§ Source passage
Little Blue Pill Blues

(NOT A POEM)

I’ve struggled a lot with how I felt about taking anti-depressants. There is no doubt in my mind that they work – and they help and safe millions every year. They are incredibly important and without them, I can’t say whether or not I’d be here today.
I started taking them when I was about fourteen, and I stopped when I was around sixteen/seventeen.  As I’ve stated before, I stopped taking them because I didn’t feel like they were necessary anymore, as my depression had weaned away quite a bit and didn’t feel like such a constant presence to warrant taking them everyday. I didn’t want to take pills that changed how I thought and how I felt – once I felt like I was stable, I simply wanted to be me with all the feelings that came with it, even if it meant the occasional spell of depression.

I didn’t want to be defined by my pills. I didn’t want to be that person that took anti-depressants – stupid or not, as that may be. I know there are people out there with depression and bipolar disorder like myself that simply can’t function without medication – and that’s just fine. That is completely understandable, and I feel incredibly lucky that despite having this mental illness, I was able to ever be stable enough not to take them.
And I didn’t want to have to take them forever. I wanted to be able to utilize them for a time, bring myself together, and move forward. And I did, for a time, as I got better.

But as I stated before, the depression came back, and it hit hard.
It took a long time before I even thought about getting back on my medication. I waited for weeks for the illness to go away – I tried doing things that made me happy, I accomplished things that I had waited for years to do, I lived round the clock with the love of my life – but a lot of the time, when it cuts this deep, there really isn’t anything that can be done to temper the effects. And it’s difficult, for yourself and the people around you that maybe can’t understand what it’s like, and expect you to be a certain way and aren’t sure how to take it when you aren’t.
And when it affects so many aspects in your life, you have to really sit back and consider what would be best – and that’s what I did.

§ Exercise prompt
Continue the essay on taking antidepressants, starting right after its final sentence.

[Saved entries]
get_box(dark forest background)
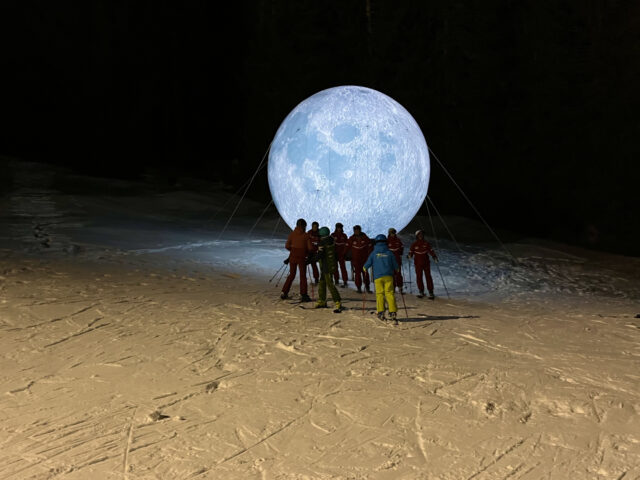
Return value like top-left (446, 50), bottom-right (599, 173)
top-left (0, 0), bottom-right (640, 255)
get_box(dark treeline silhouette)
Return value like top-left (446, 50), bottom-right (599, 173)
top-left (0, 0), bottom-right (640, 254)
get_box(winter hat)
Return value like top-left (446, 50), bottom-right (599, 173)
top-left (318, 227), bottom-right (331, 237)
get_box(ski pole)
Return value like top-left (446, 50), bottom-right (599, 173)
top-left (435, 260), bottom-right (451, 298)
top-left (307, 265), bottom-right (316, 300)
top-left (269, 263), bottom-right (287, 283)
top-left (360, 266), bottom-right (367, 315)
top-left (400, 290), bottom-right (409, 320)
top-left (276, 260), bottom-right (287, 288)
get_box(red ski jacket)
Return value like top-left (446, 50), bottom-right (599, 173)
top-left (307, 229), bottom-right (320, 252)
top-left (347, 233), bottom-right (372, 264)
top-left (409, 240), bottom-right (438, 265)
top-left (284, 227), bottom-right (313, 263)
top-left (331, 232), bottom-right (349, 258)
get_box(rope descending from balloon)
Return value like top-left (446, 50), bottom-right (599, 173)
top-left (427, 146), bottom-right (518, 265)
top-left (424, 200), bottom-right (451, 298)
top-left (218, 141), bottom-right (273, 240)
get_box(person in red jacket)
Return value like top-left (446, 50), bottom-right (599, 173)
top-left (280, 218), bottom-right (313, 302)
top-left (331, 223), bottom-right (349, 288)
top-left (387, 228), bottom-right (404, 293)
top-left (347, 225), bottom-right (371, 293)
top-left (307, 222), bottom-right (320, 285)
top-left (407, 230), bottom-right (438, 300)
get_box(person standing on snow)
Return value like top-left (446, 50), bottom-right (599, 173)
top-left (363, 234), bottom-right (400, 325)
top-left (347, 225), bottom-right (371, 293)
top-left (331, 223), bottom-right (349, 288)
top-left (314, 227), bottom-right (342, 313)
top-left (307, 222), bottom-right (320, 285)
top-left (407, 230), bottom-right (438, 300)
top-left (387, 228), bottom-right (404, 293)
top-left (280, 218), bottom-right (313, 302)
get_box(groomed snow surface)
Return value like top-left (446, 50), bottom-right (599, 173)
top-left (0, 162), bottom-right (640, 480)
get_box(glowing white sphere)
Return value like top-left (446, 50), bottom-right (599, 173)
top-left (268, 86), bottom-right (430, 236)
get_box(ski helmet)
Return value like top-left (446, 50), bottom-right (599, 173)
top-left (376, 234), bottom-right (387, 243)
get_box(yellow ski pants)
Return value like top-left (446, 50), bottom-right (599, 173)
top-left (375, 275), bottom-right (398, 313)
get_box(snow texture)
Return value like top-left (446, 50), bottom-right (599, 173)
top-left (0, 159), bottom-right (640, 480)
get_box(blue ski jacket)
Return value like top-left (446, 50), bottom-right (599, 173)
top-left (364, 242), bottom-right (399, 280)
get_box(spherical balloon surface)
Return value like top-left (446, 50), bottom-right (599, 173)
top-left (268, 86), bottom-right (430, 237)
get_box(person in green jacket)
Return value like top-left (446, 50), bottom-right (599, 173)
top-left (315, 227), bottom-right (342, 312)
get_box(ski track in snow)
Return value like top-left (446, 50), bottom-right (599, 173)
top-left (0, 162), bottom-right (640, 480)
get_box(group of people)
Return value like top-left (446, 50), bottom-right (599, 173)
top-left (280, 218), bottom-right (438, 319)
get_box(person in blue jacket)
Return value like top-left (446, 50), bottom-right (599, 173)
top-left (364, 235), bottom-right (400, 324)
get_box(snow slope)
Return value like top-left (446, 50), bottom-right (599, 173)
top-left (0, 159), bottom-right (640, 479)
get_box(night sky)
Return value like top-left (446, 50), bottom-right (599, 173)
top-left (0, 0), bottom-right (640, 255)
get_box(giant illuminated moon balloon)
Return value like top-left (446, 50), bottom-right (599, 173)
top-left (268, 86), bottom-right (430, 236)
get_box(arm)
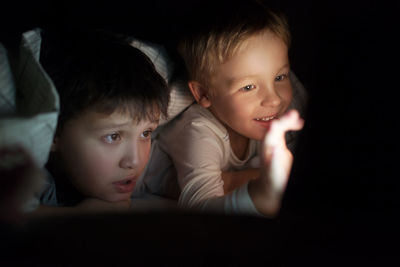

§ Expected output
I could,

A) Try and wait for the depression to go and hope for the best
B) Get back on my medication and do something about it
C) Wait until it completely engulfed me and something even worse happened

With that hand of cards and no end in sight, I knew that something had to be done, and after a great deal of time thinking and considering, I went to my doctor and was given a new prescription of a medication that I’ve had a long history with, Zoloft.
It was the first medication I started taking way back when. Young, angsty me even wrote a poem about it called ‘Zoey’ when I was fifteen or sixteen.

I don’t like that I have to take them, but I understand that I need them. There are somethings that can’t be solved with fresh air and meditation – somethings that can’t even be solved with love, attention, and care.
Sometimes you need the extra help, and I certainly do. It’s not anyone’s fault that I can’t produce happiness the way other brains do, but it’s my responsibility to myself and the people I care about to make sure that I do what I can to make myself better.

At this point in time, I’ve been taking them for under a week. There’s no signs yet of whether or not it’s going to help, though I already feel a little better knowing that I have them. Anti-depressants usually take four to six weeks to kick in to full capacity, so I suppose we’ll see where I’m at at that point in time – and hopefully there’s nothing but good to look forward to, with any luck.

Hope the last few months of 2017 are treating anyone that reads this well.

And that’s all I have to say about that.